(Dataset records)
┌──
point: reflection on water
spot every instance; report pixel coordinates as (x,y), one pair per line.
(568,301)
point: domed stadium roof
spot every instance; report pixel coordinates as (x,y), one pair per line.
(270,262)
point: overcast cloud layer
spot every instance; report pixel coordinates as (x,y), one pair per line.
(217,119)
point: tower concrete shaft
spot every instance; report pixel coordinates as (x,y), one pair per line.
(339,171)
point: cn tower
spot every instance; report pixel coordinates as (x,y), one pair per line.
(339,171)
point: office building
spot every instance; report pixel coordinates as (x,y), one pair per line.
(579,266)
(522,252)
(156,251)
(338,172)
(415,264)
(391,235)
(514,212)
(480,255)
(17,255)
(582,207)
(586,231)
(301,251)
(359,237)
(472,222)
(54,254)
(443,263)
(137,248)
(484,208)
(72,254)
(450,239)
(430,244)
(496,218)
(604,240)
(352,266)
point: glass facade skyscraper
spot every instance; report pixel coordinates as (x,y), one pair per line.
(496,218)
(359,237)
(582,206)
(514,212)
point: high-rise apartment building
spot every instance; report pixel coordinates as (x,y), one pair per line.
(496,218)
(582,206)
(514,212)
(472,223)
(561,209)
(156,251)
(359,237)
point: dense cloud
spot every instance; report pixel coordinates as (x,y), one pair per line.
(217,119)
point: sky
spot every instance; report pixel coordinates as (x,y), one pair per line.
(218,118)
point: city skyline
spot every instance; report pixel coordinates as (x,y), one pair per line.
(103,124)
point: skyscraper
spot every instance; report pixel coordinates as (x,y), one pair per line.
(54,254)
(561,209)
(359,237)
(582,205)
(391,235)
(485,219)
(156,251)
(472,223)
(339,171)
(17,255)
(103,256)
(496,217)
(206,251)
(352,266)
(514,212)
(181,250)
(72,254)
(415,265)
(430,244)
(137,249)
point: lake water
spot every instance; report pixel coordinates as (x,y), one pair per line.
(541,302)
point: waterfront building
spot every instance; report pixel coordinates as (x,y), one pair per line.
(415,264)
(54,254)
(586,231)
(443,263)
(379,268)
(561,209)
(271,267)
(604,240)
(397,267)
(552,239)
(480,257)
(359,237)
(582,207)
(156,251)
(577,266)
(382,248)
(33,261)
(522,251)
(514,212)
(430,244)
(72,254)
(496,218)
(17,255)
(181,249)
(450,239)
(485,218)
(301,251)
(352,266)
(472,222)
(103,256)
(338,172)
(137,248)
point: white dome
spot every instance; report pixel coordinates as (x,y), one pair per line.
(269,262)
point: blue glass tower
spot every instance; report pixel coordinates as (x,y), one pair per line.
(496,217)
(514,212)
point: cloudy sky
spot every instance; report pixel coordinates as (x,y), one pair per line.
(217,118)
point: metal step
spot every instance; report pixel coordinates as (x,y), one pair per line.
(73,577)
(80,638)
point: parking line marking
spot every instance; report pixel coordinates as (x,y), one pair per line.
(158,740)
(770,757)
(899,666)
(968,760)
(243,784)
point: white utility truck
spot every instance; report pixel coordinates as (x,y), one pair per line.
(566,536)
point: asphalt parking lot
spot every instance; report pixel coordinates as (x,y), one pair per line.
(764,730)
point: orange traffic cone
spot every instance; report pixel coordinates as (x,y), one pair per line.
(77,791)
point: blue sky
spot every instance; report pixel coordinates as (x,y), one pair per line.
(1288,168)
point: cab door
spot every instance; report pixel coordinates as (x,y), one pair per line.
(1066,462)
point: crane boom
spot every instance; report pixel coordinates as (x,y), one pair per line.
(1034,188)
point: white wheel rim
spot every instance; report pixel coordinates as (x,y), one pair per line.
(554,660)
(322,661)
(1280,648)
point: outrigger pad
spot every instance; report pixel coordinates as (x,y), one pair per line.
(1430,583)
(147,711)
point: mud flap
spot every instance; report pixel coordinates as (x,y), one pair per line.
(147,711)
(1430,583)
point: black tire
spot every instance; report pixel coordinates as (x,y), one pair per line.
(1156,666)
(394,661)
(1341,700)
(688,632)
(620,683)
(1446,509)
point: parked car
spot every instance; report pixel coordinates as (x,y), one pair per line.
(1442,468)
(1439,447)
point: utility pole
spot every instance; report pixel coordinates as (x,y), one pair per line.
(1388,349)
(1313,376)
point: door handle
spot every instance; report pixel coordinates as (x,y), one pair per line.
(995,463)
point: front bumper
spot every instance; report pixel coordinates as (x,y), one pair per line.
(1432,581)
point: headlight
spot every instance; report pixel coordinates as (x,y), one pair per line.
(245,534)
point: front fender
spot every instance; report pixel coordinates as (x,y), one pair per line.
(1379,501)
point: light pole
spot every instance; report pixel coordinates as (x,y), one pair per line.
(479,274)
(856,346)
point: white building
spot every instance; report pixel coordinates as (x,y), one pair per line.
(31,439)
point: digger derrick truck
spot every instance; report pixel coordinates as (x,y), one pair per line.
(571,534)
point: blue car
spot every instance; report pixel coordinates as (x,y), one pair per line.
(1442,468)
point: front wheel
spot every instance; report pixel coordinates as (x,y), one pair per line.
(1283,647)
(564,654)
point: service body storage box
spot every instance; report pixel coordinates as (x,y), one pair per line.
└──
**Directions for this task**: Reproduce the listing starting with the line with "point: headlight" and going on through its final line, requests included, with every pixel coordinate in the answers multiplied by 1.05 and rounded to a whole number, halves rounded up.

**Output for this exercise**:
point: headlight
spot every instance; report pixel coordinates as (x,y), one pair per line.
(257,561)
point: front fender
spot every instance; report pixel coordinates as (x,y), one pair per line.
(1448,526)
point: light pole
spot every instance; report pixel coordinates as (x,y), one pair per line.
(503,288)
(899,363)
point: white building
spot every instance; report pixel coordinates as (x,y), one pair per line.
(33,461)
point: digger derrick truck
spot every instance; report pixel coordinates as (x,y), one pair per line.
(600,561)
point: blue car
spot every instance; report pixel coordinates as (x,y), one pair per line.
(1514,491)
point: front wheel
spot every instance; report pixel coordinates as (x,y), one pair per line.
(1347,679)
(592,687)
point: service body storage box
spot every instance; report pixel coordinates as (x,y), one pair per line.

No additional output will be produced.